• [Required work]: Copy the records from their start through the line containing "18 78 L 42 88", including that line, and reproduce each line unchanged.

═══ Supplied data

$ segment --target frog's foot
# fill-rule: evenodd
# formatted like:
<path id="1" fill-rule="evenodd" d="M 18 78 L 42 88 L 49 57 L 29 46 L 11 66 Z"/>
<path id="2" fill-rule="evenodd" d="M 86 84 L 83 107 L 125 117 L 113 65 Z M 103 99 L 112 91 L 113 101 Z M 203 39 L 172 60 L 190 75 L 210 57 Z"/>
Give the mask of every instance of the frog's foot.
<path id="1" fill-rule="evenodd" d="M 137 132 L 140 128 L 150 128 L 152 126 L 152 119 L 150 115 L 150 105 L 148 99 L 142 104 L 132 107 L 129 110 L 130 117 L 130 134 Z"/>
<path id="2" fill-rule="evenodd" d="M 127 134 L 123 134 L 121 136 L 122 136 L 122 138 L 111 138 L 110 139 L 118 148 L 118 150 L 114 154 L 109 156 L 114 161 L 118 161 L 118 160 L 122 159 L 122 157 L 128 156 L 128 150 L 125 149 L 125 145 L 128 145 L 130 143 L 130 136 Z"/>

══════

• [Answer to this task]:
$ segment --target frog's foot
# fill-rule: evenodd
# formatted like:
<path id="1" fill-rule="evenodd" d="M 18 78 L 42 88 L 49 57 L 29 46 L 11 66 Z"/>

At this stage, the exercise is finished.